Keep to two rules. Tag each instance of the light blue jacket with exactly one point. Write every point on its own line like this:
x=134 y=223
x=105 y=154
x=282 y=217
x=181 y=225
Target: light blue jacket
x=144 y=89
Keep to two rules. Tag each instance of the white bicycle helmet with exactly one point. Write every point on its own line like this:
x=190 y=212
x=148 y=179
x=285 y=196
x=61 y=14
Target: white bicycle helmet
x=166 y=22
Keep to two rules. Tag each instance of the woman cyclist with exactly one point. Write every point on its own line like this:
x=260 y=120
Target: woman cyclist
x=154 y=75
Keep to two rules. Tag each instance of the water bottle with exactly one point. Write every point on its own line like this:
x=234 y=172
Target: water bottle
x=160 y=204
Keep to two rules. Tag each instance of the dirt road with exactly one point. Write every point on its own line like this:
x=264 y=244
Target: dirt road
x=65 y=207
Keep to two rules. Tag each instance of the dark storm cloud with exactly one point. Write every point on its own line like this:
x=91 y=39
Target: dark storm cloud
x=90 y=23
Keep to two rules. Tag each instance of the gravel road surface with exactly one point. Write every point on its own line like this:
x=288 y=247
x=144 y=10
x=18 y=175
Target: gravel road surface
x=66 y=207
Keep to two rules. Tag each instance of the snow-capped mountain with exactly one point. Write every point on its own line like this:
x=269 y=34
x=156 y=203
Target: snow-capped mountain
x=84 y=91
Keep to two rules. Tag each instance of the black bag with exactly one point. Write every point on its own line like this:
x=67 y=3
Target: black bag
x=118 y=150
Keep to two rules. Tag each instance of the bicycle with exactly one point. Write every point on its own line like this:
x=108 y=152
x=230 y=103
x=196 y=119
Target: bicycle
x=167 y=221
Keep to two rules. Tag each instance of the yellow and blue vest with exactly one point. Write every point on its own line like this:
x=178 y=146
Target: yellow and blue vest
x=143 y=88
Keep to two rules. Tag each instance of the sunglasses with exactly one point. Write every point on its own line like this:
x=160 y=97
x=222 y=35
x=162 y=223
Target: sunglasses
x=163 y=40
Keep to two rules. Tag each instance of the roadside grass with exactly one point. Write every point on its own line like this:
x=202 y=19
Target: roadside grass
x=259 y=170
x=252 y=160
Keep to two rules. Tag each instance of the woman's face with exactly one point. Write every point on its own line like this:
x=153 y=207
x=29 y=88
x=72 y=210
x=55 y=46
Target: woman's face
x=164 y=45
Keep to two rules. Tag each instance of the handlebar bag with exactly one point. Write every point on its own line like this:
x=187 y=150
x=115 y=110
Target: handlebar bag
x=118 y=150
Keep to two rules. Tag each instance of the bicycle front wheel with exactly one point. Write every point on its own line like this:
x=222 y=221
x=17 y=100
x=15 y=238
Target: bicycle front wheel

- _Brief_
Among the entries, copy every line containing the word "front".

- _The answer_
Keep to two rules. Tag each instance of the bicycle front wheel with exactly one point. Write every point on its own line like this:
Target: bicycle front wheel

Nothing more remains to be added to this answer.